§ What is expected
Please pick out each line in the records below that contains the word "water", and copy those lines.

§ Exercise inputs
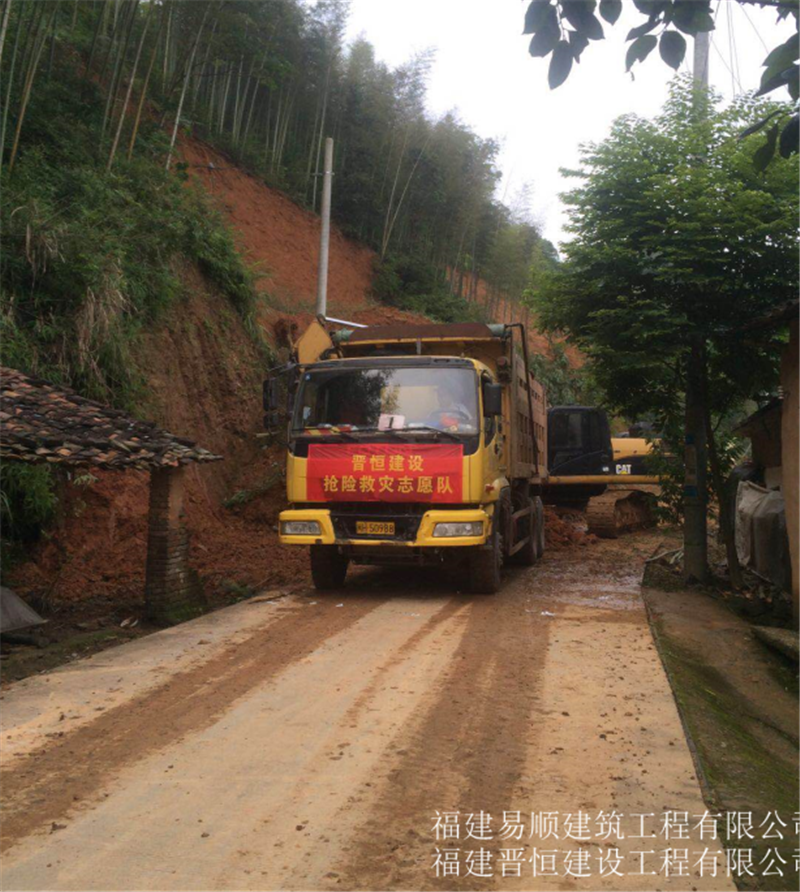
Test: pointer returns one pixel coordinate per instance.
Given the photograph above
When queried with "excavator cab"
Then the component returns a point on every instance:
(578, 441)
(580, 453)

* * *

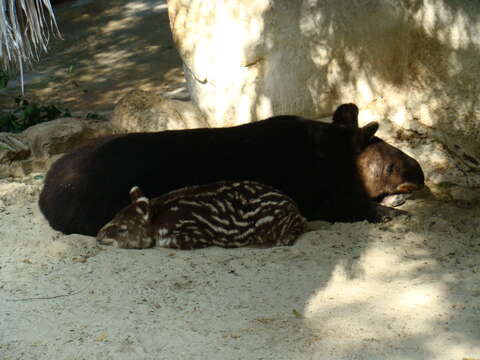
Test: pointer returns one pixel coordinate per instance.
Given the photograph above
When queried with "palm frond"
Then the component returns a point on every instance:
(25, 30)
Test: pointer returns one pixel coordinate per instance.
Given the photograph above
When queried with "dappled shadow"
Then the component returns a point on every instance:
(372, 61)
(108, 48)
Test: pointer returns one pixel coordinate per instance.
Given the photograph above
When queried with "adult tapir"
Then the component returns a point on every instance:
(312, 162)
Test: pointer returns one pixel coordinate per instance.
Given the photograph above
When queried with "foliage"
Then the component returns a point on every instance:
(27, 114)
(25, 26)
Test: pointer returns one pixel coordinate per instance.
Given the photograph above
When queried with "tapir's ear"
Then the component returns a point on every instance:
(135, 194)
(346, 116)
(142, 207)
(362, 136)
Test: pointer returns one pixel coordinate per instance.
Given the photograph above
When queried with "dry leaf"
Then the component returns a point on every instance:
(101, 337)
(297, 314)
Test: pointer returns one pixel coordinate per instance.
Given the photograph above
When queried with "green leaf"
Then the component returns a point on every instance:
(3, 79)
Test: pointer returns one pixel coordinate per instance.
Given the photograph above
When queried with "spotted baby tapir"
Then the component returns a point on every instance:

==

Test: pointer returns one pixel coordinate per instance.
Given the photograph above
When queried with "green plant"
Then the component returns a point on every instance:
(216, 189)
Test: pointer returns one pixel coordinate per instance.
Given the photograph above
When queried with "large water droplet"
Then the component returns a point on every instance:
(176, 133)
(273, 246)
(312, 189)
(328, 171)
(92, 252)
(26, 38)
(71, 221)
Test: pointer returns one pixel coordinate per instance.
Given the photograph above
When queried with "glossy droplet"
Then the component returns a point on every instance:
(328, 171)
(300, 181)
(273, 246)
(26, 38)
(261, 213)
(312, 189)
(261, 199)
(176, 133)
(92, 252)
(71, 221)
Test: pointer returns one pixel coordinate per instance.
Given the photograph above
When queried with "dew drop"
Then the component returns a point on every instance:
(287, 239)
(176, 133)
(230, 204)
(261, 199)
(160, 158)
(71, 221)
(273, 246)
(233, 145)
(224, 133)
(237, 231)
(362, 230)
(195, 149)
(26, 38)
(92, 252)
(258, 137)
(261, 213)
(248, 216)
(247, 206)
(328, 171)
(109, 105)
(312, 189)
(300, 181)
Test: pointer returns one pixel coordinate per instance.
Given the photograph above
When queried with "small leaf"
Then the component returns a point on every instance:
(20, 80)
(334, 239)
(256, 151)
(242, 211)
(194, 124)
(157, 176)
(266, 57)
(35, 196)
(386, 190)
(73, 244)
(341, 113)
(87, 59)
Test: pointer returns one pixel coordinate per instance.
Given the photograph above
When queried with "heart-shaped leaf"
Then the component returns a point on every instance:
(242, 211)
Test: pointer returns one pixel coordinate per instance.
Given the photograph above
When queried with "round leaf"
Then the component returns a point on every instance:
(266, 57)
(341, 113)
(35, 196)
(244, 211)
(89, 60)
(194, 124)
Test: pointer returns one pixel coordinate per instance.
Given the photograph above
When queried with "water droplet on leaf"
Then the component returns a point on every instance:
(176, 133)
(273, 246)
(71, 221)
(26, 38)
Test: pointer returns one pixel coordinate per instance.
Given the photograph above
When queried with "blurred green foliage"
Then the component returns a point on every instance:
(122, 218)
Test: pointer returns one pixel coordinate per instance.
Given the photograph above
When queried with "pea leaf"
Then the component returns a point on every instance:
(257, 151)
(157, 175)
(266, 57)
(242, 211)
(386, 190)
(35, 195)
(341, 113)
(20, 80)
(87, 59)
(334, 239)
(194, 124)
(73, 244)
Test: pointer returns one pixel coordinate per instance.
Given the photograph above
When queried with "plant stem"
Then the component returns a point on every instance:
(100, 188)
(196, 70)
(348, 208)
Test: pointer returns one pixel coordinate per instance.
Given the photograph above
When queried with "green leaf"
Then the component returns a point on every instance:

§ Expected output
When queried with "large water droplet"
When queried with "water droplet on leaf"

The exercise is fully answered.